* _A fazer_
Prossiga o texto sobre a semana que falta para acabar o fim do mundo, começando logo após a última frase apresentada.

* _Texto para leitura_
== == ==
UM POEMA SUJO A UMA SEMANA DO FIM DO FIM DO MUNDO

Falta uma semana para acabar o fim do mundo e isso me traz algum alívio, pequeno diante de tantas dores e tanta gente falsa, hipócrita, covarde e desumana. Por isso sinto dores e não durmo, e quando desmaio de sono posso ter sonhos loucos como o de ontem, quando tentava tirar minha mãe das montanhas da URSS em plena tempestade, trocando de aeroportos como se fossem baldeações  - é tudo verdade. Minha pobre e amada mãe, morta há quinze anos, parece viva demais em meu sonho confuso. Falta uma semana para acabar o fim do mundo, mas a minha cidade está destroçada, humilhada, caída no meio-fio e será preciso um trabalho descomunal para ressuscitá-la: todo santo dia ela é cheia de pessoas famintas chorando nas ruas, sem casa, nem comida nem futuro. Será preciso reconstruir tudo, excerto para a confortável e acomodada burguesia que, de seus apartamentos esnobes, ou finge solidariedade ou estampa a bandeira da escrotidão repugnante. Minha cidade respira por aparelhos, e é cheia de lojas fechadas, apartamentos e salas vazias, tão apavorantes que nem o fantasma de meu querido pai, um fanático pelo Centro onde cresceu e viveu, dará as caras - e continuarei sozinho porque esse é o destino de todos nós, mesmo que finjamos o contrário - a profunda solidão do ser humano, que nasce e morre sozinho, que chora sozinho nos muitos dias tristes e procura um improvável espírito da paz. 

Falta uma semana para acabar o fim do mundo e na TV Bob Dylan está cantando alto para espantar os escroques e traidores das pátrias, o que ele tem feito ao longo de décadas - ao mesmo passo que FDPS daqui desprezam heróis da cultura como Gil e Chico. Bob Dylan é também um trovador solitário - desde o dia em que leu Jack Kerouac, saiu de casa e nunca mais voltou - vejam, ele ganhou o mundo, ficou milionário, tem fama mundial e prêmios inquestionáveis mas nem isso o libertou da solidão.
== == ==
Entradas de dados armazenadas:
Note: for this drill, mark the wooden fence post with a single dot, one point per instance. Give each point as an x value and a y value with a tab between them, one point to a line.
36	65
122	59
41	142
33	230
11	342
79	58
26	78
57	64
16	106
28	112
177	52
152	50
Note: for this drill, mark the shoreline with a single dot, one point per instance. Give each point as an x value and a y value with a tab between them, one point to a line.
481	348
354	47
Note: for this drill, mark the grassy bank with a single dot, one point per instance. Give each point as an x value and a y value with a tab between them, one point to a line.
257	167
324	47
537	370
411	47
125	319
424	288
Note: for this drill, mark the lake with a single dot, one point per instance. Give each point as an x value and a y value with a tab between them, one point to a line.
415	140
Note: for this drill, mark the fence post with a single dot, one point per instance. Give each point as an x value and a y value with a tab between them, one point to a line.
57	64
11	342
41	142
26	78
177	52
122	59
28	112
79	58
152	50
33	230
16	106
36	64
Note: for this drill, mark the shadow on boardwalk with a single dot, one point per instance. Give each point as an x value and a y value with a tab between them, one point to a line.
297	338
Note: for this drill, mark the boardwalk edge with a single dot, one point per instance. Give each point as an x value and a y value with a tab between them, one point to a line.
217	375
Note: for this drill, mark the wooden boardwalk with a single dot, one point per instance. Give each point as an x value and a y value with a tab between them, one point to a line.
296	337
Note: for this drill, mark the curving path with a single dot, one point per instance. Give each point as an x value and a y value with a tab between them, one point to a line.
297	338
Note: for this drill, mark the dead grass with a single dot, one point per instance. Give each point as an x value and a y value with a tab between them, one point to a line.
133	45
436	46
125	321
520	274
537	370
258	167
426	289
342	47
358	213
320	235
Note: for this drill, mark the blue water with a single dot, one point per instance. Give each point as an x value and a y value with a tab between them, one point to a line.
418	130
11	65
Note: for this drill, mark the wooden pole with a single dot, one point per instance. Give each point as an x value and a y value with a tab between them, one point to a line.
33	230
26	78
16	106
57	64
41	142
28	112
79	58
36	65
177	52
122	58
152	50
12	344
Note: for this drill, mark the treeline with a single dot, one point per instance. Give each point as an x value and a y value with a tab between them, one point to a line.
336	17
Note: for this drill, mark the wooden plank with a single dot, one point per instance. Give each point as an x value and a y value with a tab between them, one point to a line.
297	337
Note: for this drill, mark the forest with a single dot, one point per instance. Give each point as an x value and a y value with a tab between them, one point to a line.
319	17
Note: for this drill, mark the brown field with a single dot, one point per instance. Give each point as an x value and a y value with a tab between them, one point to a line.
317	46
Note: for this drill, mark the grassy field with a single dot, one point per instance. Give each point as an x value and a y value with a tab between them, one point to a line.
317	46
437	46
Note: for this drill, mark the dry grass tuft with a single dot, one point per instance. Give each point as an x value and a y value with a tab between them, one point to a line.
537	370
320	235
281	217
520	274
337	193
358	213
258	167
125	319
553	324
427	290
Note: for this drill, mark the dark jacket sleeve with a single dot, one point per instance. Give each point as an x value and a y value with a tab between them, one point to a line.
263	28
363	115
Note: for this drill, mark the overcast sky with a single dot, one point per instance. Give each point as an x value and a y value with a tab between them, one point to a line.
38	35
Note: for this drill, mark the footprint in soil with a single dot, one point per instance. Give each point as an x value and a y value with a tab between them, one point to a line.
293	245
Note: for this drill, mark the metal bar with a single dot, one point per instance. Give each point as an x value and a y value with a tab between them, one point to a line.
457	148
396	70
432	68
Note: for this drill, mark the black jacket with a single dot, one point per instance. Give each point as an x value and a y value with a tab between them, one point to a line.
== == ==
* _Resultado da tarefa_
Uma única semana para que voltemos aos leves tempos do golpe parlamentar, com as cidades recheadas de quadrilhas violentas e sedentas de crânios esfacelados, e por incrível que pareça este cenário de horror é bem menos pior do que tudo que temos vivido - nós, os mortais, que ganham moedas e sofrem risco de demissão, despejo e miséria, tudo certamente desprezado por nossos falsos amigos que fazem cara de paisagem, porque o ser humano é realmente assim: oportunista, egoísta e pilantra, salvo honrosas exceções. 

O céu pode esperar, já o inferno é aqui, doloroso, desumano, mas ainda assim temos o que comemorar: falta uma semana para nos livrarmos do fim do mundo, do cheiro do ralo, do esgoto podre que advém do ideário de gente má, perversa e que comemora a dor alheia. Por isso, nosso inferno será menos infernal do que antes. Ainda há muito o que sofrer, mas existe uma luz no fim do túnel e devemos persegui-la. O ódio é a estupidez, ele não é parte natural do nosso corpo - devemos eliminá-lo. Se conseguirmos olhar para o lado e ajudar minimamente o próximo em lágrimas, seremos menos inúteis do que lacradores ou estúpidos fiscais de redes sociais, ansiosos não pelo progresso mas pela opressão covarde, pela humilhação barata do outro - os mesmos que discursam pelo moralismo são os mais escroques, e não estão nem aí para os milhares e milhares de cariocas desesperados, carregando balas de açúcar para vender enquanto não encontram a dor das balas perdidas. 

O certo é que falta uma semana para se festejar o fim do fim do mundo. Ainda virá uma longa e tortuosa estrada pela frente, mas a sensação de se eliminar a máquina de ódio que sequestrou o Brasil é um alento. Não será fácil remover a falsidade e a hipocrisia, porque elas estão consagradas, mas se for possível ter dias menos coléricos, será um alívio imediato. É o que precisamos, na verdade vocês, porque eu já estou morto há muito tempo e, por aqui, apenas cumpro a insuportável pena de lidar diariamente com a indiferença humana. Mas pouco me importa: eu não preciso ser feliz para ser um bom fantasma em carne e osso. O que me move é a minúscula probabilidade de luz no fim do túnel. O que me basta é que, daqui a uma semana, mesmo ferido de tanta morte, eu possa dizer: "Como eu festejei o fim do fim do mundo".